TASK INSTRUCTIONS:
Put these rows into a Markdown table with two columns: No., holding a running row number, and Line, holding the text of that row. Leave out any blank lines.

DATA SHOWN:

_ _ _

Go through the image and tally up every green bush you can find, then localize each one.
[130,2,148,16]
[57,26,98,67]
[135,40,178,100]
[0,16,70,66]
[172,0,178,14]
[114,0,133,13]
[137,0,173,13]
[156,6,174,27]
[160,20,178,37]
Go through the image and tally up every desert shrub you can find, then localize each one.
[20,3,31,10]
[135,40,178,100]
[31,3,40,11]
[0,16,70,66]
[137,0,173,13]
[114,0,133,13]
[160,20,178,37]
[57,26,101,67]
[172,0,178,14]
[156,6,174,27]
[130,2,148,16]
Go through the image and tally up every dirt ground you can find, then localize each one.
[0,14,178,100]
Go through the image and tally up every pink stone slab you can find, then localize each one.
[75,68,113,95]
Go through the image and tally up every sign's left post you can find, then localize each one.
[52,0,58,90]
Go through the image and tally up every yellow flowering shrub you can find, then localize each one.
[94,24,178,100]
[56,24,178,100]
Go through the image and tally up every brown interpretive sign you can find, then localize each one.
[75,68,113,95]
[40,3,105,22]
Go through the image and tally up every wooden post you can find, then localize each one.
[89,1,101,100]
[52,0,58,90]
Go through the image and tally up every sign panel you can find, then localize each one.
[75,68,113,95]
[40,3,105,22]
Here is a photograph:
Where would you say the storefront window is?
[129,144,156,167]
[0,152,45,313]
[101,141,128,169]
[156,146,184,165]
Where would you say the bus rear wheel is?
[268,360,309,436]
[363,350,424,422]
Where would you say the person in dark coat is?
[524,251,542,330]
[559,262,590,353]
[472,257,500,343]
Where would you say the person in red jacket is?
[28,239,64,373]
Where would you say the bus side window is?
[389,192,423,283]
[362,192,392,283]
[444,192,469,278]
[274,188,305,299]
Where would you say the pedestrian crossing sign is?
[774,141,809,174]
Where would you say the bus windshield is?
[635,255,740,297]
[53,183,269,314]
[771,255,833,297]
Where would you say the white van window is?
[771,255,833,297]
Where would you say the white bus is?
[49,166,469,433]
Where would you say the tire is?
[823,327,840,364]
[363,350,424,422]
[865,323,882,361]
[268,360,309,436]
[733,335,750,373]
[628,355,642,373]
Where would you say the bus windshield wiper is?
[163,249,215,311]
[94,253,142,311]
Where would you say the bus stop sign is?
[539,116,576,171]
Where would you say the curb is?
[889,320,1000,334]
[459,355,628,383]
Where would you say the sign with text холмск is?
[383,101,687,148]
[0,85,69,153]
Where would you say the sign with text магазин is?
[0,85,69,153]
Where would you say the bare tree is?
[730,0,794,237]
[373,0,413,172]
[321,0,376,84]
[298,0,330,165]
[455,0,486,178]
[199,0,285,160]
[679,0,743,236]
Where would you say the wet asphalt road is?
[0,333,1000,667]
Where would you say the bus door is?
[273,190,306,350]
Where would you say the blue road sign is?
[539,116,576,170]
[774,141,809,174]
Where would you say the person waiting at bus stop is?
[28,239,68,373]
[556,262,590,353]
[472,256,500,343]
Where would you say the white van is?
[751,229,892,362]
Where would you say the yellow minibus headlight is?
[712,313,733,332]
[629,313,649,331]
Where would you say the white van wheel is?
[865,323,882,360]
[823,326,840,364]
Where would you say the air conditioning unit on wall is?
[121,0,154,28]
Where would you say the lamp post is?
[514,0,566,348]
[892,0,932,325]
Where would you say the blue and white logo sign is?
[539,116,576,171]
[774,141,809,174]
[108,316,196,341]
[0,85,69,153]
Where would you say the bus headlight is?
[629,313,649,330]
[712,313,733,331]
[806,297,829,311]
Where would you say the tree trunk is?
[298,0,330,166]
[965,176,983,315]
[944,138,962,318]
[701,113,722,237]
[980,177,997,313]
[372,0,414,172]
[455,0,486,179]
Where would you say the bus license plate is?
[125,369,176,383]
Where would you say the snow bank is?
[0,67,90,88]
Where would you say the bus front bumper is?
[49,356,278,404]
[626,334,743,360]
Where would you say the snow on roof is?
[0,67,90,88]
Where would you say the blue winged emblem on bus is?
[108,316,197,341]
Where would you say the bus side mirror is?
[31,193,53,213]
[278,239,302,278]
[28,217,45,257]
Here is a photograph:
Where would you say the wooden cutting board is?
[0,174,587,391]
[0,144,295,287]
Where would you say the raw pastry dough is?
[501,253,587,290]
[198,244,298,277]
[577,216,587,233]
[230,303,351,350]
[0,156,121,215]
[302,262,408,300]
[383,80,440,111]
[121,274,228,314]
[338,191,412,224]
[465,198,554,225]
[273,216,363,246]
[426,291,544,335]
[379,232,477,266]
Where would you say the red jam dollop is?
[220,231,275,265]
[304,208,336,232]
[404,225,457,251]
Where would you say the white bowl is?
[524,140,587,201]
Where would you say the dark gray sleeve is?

_ _ _

EXPECTED ANSWER:
| No. | Line |
|---|---|
| 1 | Go through the image and tally up every green bush you can find, then localize each one. |
| 2 | [130,2,148,16] |
| 3 | [57,26,98,67] |
| 4 | [135,40,178,100] |
| 5 | [0,16,70,66] |
| 6 | [172,0,178,14] |
| 7 | [114,0,133,13] |
| 8 | [137,0,173,13] |
| 9 | [156,6,174,27] |
| 10 | [160,20,178,37] |
| 11 | Go through the image and tally up every desert shrub you can find, then localize each one. |
| 12 | [20,3,31,10] |
| 13 | [135,40,178,100] |
| 14 | [31,3,40,11] |
| 15 | [0,16,70,66] |
| 16 | [137,0,173,13] |
| 17 | [114,0,133,13] |
| 18 | [160,20,178,37] |
| 19 | [57,26,101,67] |
| 20 | [172,0,178,14] |
| 21 | [156,6,174,27] |
| 22 | [130,2,148,16] |
| 23 | Go through the image and tally up every dirt ground you can find, then localize each one. |
| 24 | [0,14,178,100] |
| 25 | Go through the image and tally up every pink stone slab you can find, then localize each one. |
| 26 | [75,68,113,95] |
| 27 | Go through the image and tally up every sign's left post you can find, then localize each one. |
| 28 | [52,0,58,90] |
| 29 | Go through the image and tally up every yellow flowering shrub you can find, then localize each one. |
| 30 | [94,24,178,100] |
| 31 | [56,24,178,100] |
| 32 | Go through the image and tally up every brown interpretive sign you can find, then localize each one. |
| 33 | [75,68,113,95] |
| 34 | [40,3,105,22] |
| 35 | Go through the image and tally up every wooden post you can find, then localize each one. |
| 36 | [89,1,101,100] |
| 37 | [52,0,58,90] |
| 38 | Go through the image and tally up every sign panel you can find, then localize each one. |
| 39 | [75,68,113,95] |
| 40 | [40,3,105,22] |
| 41 | Here is a photograph: |
| 42 | Where would you say the storefront window is? |
| 43 | [129,144,156,167] |
| 44 | [0,152,45,313] |
| 45 | [101,141,128,169] |
| 46 | [156,146,184,165] |
| 47 | Where would you say the bus rear wheel is? |
| 48 | [268,360,309,436] |
| 49 | [363,350,424,422] |
| 50 | Where would you say the person in dark coat is? |
| 51 | [524,251,542,330] |
| 52 | [559,262,590,353] |
| 53 | [472,257,500,343] |
| 54 | Where would you say the person in red jacket is? |
| 55 | [28,239,64,373] |
| 56 | Where would you say the bus side window is? |
| 57 | [389,192,423,283] |
| 58 | [362,192,392,283] |
| 59 | [444,192,469,278] |
| 60 | [274,188,305,299] |
| 61 | Where would you say the pedestrian crossing sign is? |
| 62 | [774,141,809,174] |
| 63 | Where would you say the bus windshield is? |
| 64 | [635,255,740,297] |
| 65 | [53,183,269,314] |
| 66 | [771,255,833,297] |
| 67 | Where would you say the white van window is? |
| 68 | [771,255,833,297] |
| 69 | Where would you say the white bus is? |
| 70 | [49,166,469,433] |
| 71 | Where would you say the tire is? |
| 72 | [823,327,840,364] |
| 73 | [363,350,424,422] |
| 74 | [865,323,882,361] |
| 75 | [268,360,309,436] |
| 76 | [733,335,750,373] |
| 77 | [628,355,642,373] |
| 78 | Where would you say the bus windshield wiper is? |
| 79 | [163,249,215,311] |
| 80 | [94,253,142,311] |
| 81 | Where would you say the bus stop sign is? |
| 82 | [539,116,576,171] |
| 83 | Where would you say the curb is? |
| 84 | [889,320,1000,334] |
| 85 | [459,355,628,383] |
| 86 | Where would you say the sign with text холмск is? |
| 87 | [383,101,687,148] |
| 88 | [0,85,69,153] |
| 89 | Where would you say the sign with text магазин is? |
| 90 | [0,85,69,153] |
| 91 | Where would you say the bare tree is? |
| 92 | [730,0,794,237] |
| 93 | [373,0,413,172] |
| 94 | [321,0,376,84] |
| 95 | [298,0,330,165] |
| 96 | [455,0,486,178] |
| 97 | [199,0,285,160] |
| 98 | [679,0,743,236] |
| 99 | Where would you say the wet asphalt road is? |
| 100 | [0,333,1000,667] |
| 101 | Where would you say the bus door is? |
| 102 | [273,190,306,350] |
| 103 | Where would you say the blue road sign is? |
| 104 | [539,116,576,170] |
| 105 | [774,141,809,174] |
| 106 | Where would you say the person waiting at bus stop is? |
| 107 | [28,239,68,373] |
| 108 | [556,262,590,353] |
| 109 | [472,256,500,343] |
| 110 | Where would you say the white van is? |
| 111 | [751,229,892,362] |
| 112 | Where would you say the yellow minibus headlight is? |
| 113 | [712,313,733,332] |
| 114 | [629,313,649,331] |
| 115 | Where would you say the white van wheel is? |
| 116 | [865,323,882,360] |
| 117 | [823,326,840,364] |
| 118 | Where would you say the air conditioning unit on wall is? |
| 119 | [121,0,154,28] |
| 120 | Where would you say the lamp post is? |
| 121 | [514,0,566,348] |
| 122 | [892,0,932,325] |
| 123 | Where would you say the blue and white logo sign is? |
| 124 | [539,116,576,171] |
| 125 | [774,141,809,174] |
| 126 | [108,316,196,341] |
| 127 | [0,85,69,153] |
| 128 | Where would you say the bus headlight is? |
| 129 | [629,313,649,330] |
| 130 | [712,313,733,331] |
| 131 | [806,297,829,311] |
| 132 | Where would you say the tree trunk is? |
| 133 | [298,0,330,166] |
| 134 | [965,176,983,315] |
| 135 | [944,138,962,318] |
| 136 | [701,113,722,237] |
| 137 | [980,177,997,313] |
| 138 | [372,0,414,172] |
| 139 | [455,0,486,179] |
| 140 | Where would you say the bus license plate is? |
| 141 | [125,369,176,383] |
| 142 | Where would you say the snow bank is? |
| 143 | [0,67,90,88] |
| 144 | Where would you say the bus front bumper is? |
| 145 | [49,356,278,404] |
| 146 | [626,334,743,360] |
| 147 | Where would you say the snow on roof is? |
| 148 | [0,67,90,88] |
| 149 | Where would you say the blue winged emblem on bus is? |
| 150 | [108,316,197,341] |
| 151 | Where would you say the bus side mirror is? |
| 152 | [31,193,53,213] |
| 153 | [278,239,302,278] |
| 154 | [28,217,45,257] |
| 155 | Here is a photograph: |
| 156 | Where would you say the wooden cutting board is? |
| 157 | [0,174,587,391] |
| 158 | [0,144,295,287] |
| 159 | Where would you say the raw pastry dough is? |
| 160 | [501,253,587,290] |
| 161 | [198,244,298,277] |
| 162 | [577,216,587,233] |
| 163 | [230,303,351,350] |
| 164 | [0,156,121,215] |
| 165 | [302,262,408,300] |
| 166 | [383,80,440,111] |
| 167 | [121,274,228,314] |
| 168 | [338,191,412,224] |
| 169 | [465,198,554,225] |
| 170 | [273,216,363,246] |
| 171 | [426,291,544,335] |
| 172 | [379,232,477,266] |
| 173 | Where would you say the red jam dollop is? |
| 174 | [220,231,275,265] |
| 175 | [304,208,336,232] |
| 176 | [404,225,457,251] |
| 177 | Where would you say the white bowl is? |
| 178 | [524,140,587,201] |
| 179 | Where would you say the dark gray sleeve is? |